── Provided information

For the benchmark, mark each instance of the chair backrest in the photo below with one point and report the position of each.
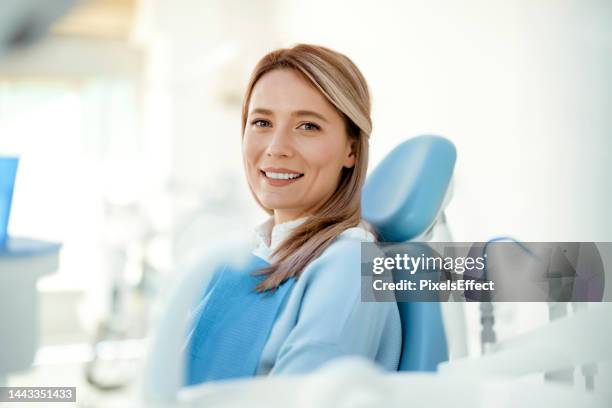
(401, 199)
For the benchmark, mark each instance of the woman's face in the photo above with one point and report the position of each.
(294, 145)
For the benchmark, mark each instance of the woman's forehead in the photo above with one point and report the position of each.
(286, 91)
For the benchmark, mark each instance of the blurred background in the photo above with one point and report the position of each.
(126, 117)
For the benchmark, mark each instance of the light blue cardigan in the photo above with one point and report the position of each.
(323, 317)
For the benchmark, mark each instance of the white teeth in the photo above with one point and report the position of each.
(282, 176)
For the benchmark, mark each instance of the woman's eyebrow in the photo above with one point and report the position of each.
(309, 113)
(262, 111)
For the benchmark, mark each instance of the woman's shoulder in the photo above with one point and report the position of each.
(340, 263)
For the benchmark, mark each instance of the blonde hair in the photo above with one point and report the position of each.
(341, 82)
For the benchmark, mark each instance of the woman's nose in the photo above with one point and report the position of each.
(280, 144)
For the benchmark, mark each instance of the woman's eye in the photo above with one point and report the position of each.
(261, 123)
(309, 126)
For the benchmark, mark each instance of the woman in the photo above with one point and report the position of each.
(305, 130)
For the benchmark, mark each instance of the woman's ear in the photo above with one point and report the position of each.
(350, 158)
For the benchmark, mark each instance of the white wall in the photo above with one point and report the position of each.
(522, 88)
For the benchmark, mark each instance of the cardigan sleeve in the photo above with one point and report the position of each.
(334, 322)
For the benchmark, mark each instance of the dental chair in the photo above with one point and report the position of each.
(404, 200)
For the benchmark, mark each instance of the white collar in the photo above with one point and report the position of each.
(269, 236)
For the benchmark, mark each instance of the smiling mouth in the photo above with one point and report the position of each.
(270, 175)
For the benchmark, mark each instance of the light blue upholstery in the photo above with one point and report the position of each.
(401, 199)
(404, 193)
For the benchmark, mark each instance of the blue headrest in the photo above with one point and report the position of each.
(403, 195)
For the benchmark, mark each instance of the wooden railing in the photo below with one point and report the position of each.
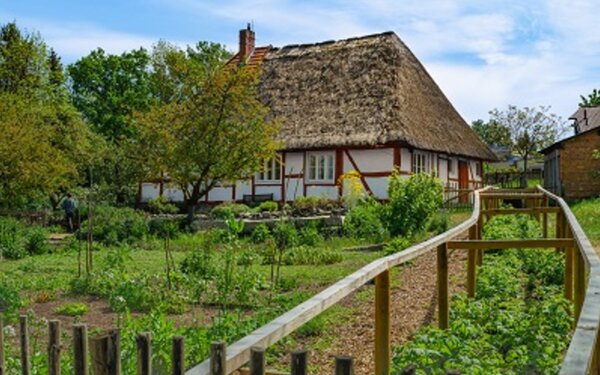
(582, 287)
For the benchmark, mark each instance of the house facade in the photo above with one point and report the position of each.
(570, 168)
(362, 104)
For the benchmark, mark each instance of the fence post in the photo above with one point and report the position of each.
(2, 370)
(299, 362)
(471, 260)
(54, 347)
(343, 365)
(257, 361)
(178, 356)
(382, 323)
(442, 273)
(25, 360)
(218, 361)
(144, 351)
(80, 361)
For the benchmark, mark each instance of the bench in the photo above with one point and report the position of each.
(257, 198)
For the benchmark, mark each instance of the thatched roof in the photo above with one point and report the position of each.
(362, 92)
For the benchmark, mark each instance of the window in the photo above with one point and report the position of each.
(421, 162)
(320, 166)
(271, 170)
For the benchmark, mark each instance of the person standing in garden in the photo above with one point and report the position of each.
(69, 207)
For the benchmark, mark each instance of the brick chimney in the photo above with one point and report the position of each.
(246, 43)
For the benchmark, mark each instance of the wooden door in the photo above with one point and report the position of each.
(463, 181)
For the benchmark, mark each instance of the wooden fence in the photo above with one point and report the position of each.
(582, 287)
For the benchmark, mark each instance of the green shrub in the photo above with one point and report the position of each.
(73, 309)
(412, 203)
(37, 241)
(364, 222)
(268, 206)
(114, 225)
(260, 233)
(396, 245)
(303, 255)
(226, 210)
(160, 205)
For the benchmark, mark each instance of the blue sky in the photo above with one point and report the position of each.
(484, 54)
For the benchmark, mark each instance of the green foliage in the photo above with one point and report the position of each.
(115, 225)
(227, 210)
(269, 206)
(260, 233)
(73, 309)
(412, 203)
(364, 221)
(396, 245)
(305, 255)
(161, 205)
(519, 323)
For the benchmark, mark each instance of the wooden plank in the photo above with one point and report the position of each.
(382, 324)
(239, 352)
(512, 244)
(442, 277)
(178, 356)
(80, 351)
(54, 347)
(25, 358)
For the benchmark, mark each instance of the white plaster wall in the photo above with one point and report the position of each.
(150, 191)
(377, 160)
(275, 190)
(294, 188)
(378, 186)
(405, 160)
(322, 191)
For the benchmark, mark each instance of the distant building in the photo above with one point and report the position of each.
(365, 104)
(570, 169)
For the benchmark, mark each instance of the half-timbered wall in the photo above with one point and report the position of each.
(374, 165)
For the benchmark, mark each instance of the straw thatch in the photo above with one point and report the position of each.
(362, 92)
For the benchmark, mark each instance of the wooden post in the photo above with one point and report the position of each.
(54, 347)
(80, 361)
(105, 351)
(382, 323)
(25, 360)
(343, 365)
(257, 361)
(579, 284)
(2, 369)
(218, 361)
(442, 273)
(471, 266)
(178, 356)
(144, 350)
(299, 362)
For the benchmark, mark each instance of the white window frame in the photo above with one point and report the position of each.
(421, 162)
(320, 167)
(272, 171)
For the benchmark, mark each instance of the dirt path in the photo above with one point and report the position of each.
(413, 304)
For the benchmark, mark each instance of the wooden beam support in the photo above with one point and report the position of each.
(512, 244)
(442, 273)
(382, 324)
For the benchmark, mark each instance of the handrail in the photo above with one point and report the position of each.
(239, 352)
(581, 357)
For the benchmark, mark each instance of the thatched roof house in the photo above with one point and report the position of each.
(362, 92)
(360, 104)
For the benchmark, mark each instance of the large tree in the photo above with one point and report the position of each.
(209, 127)
(492, 133)
(531, 129)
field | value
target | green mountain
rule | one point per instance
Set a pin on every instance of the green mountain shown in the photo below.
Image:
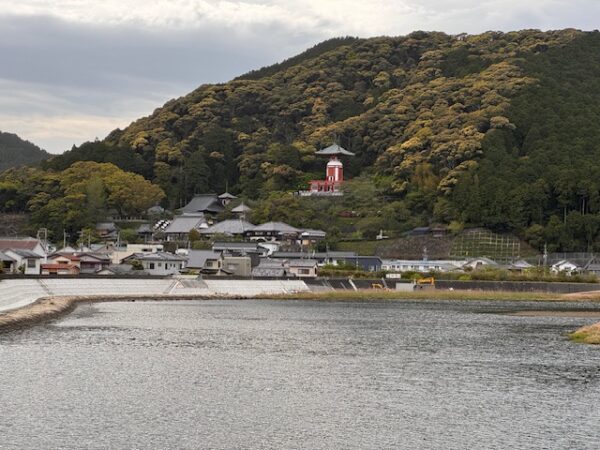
(14, 151)
(499, 130)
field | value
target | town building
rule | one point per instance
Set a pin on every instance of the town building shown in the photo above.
(24, 243)
(7, 263)
(273, 232)
(566, 267)
(26, 261)
(181, 226)
(322, 258)
(423, 266)
(232, 227)
(86, 262)
(271, 268)
(303, 268)
(159, 263)
(226, 198)
(241, 210)
(209, 204)
(59, 268)
(107, 231)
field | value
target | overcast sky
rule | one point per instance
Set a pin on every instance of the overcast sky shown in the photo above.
(73, 70)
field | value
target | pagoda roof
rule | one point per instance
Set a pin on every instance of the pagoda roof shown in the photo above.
(241, 208)
(334, 150)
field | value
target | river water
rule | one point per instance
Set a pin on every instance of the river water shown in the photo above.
(291, 375)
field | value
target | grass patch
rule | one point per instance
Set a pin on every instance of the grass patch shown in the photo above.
(363, 248)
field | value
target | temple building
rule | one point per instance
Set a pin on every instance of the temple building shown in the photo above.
(334, 178)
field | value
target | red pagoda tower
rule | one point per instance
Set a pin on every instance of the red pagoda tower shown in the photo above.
(334, 173)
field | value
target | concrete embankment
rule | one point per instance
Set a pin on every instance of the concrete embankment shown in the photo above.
(49, 308)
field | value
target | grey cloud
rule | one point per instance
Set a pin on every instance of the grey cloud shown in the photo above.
(53, 69)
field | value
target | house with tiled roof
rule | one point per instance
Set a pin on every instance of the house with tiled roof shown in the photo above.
(181, 226)
(203, 203)
(8, 263)
(232, 227)
(26, 261)
(159, 263)
(22, 243)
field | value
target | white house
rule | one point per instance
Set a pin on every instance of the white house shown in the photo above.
(25, 260)
(159, 263)
(565, 266)
(410, 265)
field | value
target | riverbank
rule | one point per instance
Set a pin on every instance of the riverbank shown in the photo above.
(378, 295)
(49, 308)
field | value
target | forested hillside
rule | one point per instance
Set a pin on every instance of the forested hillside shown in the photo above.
(498, 130)
(14, 151)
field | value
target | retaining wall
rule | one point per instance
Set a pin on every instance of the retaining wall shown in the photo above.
(518, 286)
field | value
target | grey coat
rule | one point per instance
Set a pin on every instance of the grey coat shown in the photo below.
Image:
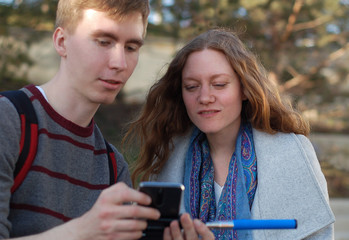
(290, 185)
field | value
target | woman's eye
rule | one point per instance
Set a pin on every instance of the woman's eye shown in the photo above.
(190, 87)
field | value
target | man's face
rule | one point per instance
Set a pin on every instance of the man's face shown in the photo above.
(101, 54)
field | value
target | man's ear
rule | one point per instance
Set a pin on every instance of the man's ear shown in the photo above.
(59, 38)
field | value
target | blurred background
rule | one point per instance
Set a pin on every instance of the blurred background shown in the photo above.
(302, 43)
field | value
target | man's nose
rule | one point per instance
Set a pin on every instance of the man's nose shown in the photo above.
(118, 58)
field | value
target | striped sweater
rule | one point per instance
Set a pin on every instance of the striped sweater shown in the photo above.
(69, 171)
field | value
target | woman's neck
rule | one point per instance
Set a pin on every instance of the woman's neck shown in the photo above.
(222, 147)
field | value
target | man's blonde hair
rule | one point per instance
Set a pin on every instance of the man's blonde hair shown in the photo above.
(70, 12)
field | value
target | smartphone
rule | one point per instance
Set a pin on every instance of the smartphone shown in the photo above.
(166, 197)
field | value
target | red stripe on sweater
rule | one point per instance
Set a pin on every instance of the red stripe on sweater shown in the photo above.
(69, 179)
(40, 210)
(76, 129)
(72, 141)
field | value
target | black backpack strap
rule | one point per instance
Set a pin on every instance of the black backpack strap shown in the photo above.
(29, 134)
(112, 163)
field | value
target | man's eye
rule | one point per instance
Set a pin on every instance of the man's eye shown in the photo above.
(103, 42)
(132, 48)
(219, 85)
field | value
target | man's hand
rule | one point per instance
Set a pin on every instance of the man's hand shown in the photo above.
(111, 218)
(191, 230)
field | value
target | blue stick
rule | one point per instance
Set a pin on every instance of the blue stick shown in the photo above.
(255, 224)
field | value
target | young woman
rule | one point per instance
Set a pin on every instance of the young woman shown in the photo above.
(216, 123)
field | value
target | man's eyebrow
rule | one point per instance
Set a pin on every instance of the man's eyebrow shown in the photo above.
(138, 41)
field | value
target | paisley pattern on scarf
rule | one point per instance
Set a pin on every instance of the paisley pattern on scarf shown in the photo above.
(202, 197)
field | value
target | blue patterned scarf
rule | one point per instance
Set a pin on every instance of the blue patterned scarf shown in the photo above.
(239, 189)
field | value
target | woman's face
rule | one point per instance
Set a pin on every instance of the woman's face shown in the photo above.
(212, 92)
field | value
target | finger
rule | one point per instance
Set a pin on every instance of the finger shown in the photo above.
(120, 193)
(175, 230)
(203, 230)
(167, 234)
(127, 235)
(124, 225)
(131, 211)
(188, 227)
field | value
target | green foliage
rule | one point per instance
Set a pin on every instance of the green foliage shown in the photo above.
(294, 39)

────

• Your goal
Copy out every line of the records above that contains the word "below".

• Task result
For the benchmark, mark each instance of the chair backrest in the photo below with one point and report the position of each.
For the benchmark, mark each instance of the wooden railing in the photo below with one point and report the position of each.
Set a pin on every instance of the green mountain shown in the photo below.
Set a pin on every instance of the grey coat shown in the photo below.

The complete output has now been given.